QUOTED PASSAGE Start Marker

It is common knowledge that heart failure patients who closely manage their disease either avoid hospitalization altogether or greatly reduce their likelihood of being admitted to the emergency department. So when Detroit's Sinai-Grace Hospital realized that less than two percent of its heart failure patients were following up with their in-hospital heart failure clinic each year, they took action. If the patients wouldn't come to them, they would go to the patients.

Since much of Sinai-Grace's patient population is older, and a significant percentage is uninsured, helping avoid costly hospitalizations is important for both the patients and the hospital.

The Healthy Heart Team

"We realized that there was a significant difference between the heart failure patients seen in our multidisciplinary clinic, and those who were being treated in physician offices," says Paru Patel, Pharm.D., administrative director for quality and clinical resources and director of pharmacy services at Sinai-Grace Hospital. "Our clinic patients had fewer emergency department visits and fewer hospitalizations. We decided to reach out directly into the community to provide the care they needed, in their neighborhood."

QUOTED PASSAGE End Marker
DATA Start Marker

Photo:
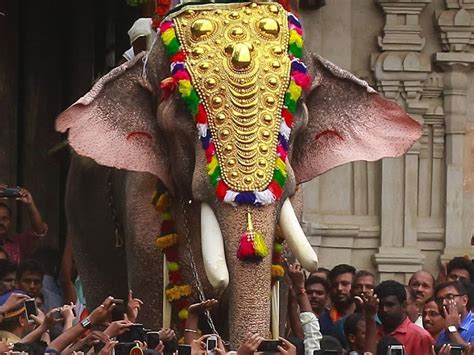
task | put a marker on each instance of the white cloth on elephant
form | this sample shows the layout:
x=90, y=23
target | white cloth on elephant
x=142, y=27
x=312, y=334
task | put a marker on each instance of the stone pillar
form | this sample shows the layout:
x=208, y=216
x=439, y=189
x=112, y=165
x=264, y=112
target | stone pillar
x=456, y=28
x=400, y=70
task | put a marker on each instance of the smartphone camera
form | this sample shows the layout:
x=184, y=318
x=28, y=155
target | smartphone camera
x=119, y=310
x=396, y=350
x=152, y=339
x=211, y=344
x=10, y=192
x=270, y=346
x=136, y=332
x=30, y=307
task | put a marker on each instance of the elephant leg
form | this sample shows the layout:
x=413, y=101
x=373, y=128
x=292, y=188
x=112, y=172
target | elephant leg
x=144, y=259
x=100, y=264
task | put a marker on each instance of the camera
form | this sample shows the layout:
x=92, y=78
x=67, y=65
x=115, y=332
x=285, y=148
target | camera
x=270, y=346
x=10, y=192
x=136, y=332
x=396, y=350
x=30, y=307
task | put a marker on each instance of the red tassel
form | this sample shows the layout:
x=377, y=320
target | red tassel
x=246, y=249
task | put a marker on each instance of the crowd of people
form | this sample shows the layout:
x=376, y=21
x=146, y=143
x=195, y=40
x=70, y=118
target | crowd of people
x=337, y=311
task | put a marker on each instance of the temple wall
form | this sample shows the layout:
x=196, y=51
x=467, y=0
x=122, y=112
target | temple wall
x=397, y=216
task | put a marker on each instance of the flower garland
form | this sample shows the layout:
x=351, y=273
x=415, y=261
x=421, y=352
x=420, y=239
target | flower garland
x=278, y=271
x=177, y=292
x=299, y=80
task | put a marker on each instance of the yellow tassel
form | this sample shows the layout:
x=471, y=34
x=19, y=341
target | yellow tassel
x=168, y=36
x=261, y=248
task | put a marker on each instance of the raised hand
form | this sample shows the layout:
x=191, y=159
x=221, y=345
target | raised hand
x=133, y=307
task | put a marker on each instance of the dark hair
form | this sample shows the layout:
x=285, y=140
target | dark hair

DATA End Marker
DATA Start Marker

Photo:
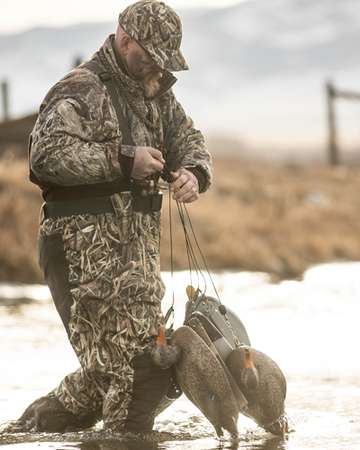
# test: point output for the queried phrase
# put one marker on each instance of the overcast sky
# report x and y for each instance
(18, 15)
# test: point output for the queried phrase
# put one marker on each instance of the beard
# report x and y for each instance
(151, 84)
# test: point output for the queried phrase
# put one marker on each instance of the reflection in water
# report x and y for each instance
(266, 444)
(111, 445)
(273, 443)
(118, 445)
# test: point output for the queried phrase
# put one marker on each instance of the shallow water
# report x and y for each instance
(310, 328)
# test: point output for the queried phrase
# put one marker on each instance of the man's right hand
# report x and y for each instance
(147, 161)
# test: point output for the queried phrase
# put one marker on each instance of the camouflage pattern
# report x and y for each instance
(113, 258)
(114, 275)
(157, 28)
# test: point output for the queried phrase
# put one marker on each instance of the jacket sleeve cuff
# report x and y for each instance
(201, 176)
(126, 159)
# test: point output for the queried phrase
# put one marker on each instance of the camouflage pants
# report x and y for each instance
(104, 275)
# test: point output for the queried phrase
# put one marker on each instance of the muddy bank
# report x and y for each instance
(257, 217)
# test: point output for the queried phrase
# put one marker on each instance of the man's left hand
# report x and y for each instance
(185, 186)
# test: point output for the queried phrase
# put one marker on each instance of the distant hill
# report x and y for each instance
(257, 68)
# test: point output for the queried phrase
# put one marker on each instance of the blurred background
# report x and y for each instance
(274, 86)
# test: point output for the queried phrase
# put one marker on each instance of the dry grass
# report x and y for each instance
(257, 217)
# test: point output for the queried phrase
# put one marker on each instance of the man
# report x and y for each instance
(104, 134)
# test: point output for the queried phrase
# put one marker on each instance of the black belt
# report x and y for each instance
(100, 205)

DATA End Marker

PROBLEM SET =
A – According to the Sinai-Grace passage, what share of the hospital's heart failure patients were following up with its in-hospital heart failure clinic each year?
B – Output the Sinai-Grace passage from "Since much of" up to and including "and the hospital.".
C – Using the Sinai-Grace passage, mark each statement yes or no, and quote the words that settle it.
(i) Much of Sinai-Grace's patient population is older.
(ii) Clinic patients had more emergency department visits than patients treated in physician offices.
(iii) Paru Patel is director of pharmacy services at Sinai-Grace Hospital.

ANSWER LIST =
A – Less than two percent.

B –
Since much of Sinai-Grace's patient population is older, and a significant percentage is uninsured, helping avoid costly hospitalizations is important for both the patients and the hospital.

C –
(i) Yes: "Since much of Sinai-Grace's patient population is older"
(ii) No: "Our clinic patients had fewer emergency department visits and fewer hospitalizations."
(iii) Yes: "director of pharmacy services at Sinai-Grace Hospital"